▶ [SET TASK] Count the lines in the data that contain the string "blazer" and give only that number.

Entries for locating named things:
....................

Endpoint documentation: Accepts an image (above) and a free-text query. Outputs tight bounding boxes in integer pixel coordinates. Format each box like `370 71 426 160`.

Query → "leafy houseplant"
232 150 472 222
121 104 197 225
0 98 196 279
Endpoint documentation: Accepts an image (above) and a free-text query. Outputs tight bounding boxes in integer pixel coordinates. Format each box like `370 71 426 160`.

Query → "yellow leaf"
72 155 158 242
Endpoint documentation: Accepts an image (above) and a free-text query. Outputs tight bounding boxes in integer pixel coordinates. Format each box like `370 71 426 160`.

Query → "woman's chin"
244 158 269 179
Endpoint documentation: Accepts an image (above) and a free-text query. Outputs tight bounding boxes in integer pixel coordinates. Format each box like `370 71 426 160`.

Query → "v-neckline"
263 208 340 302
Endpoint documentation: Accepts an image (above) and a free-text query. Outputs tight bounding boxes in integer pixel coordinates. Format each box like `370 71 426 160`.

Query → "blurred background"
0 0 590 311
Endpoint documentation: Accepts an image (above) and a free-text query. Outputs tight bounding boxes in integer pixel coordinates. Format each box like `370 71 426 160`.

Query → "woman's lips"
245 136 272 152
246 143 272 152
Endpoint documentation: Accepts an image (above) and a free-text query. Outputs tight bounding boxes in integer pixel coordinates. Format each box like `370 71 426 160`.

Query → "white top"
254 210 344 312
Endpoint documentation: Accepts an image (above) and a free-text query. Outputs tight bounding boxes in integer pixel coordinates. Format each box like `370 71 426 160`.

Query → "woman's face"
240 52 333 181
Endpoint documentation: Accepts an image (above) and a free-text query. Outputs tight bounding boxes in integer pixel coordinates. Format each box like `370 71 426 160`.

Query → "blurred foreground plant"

....................

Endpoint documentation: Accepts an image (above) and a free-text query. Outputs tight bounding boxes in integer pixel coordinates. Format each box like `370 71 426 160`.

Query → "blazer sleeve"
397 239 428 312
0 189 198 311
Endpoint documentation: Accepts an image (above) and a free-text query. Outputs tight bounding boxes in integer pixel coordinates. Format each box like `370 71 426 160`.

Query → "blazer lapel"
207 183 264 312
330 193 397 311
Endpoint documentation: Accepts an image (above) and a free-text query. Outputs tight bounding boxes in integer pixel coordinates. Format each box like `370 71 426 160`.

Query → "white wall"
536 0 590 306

....................

▶ [WRITTEN SOLUTION] 2